*To do*
Print the records below verbatim.

*Records shown*
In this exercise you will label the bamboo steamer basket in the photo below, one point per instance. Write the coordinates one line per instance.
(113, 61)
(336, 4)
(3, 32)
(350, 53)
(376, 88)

*Response to this exercise*
In this exercise you will label the bamboo steamer basket in the photo below, one point per instance. Write the coordinates one line per instance.
(113, 61)
(336, 4)
(3, 32)
(350, 53)
(376, 88)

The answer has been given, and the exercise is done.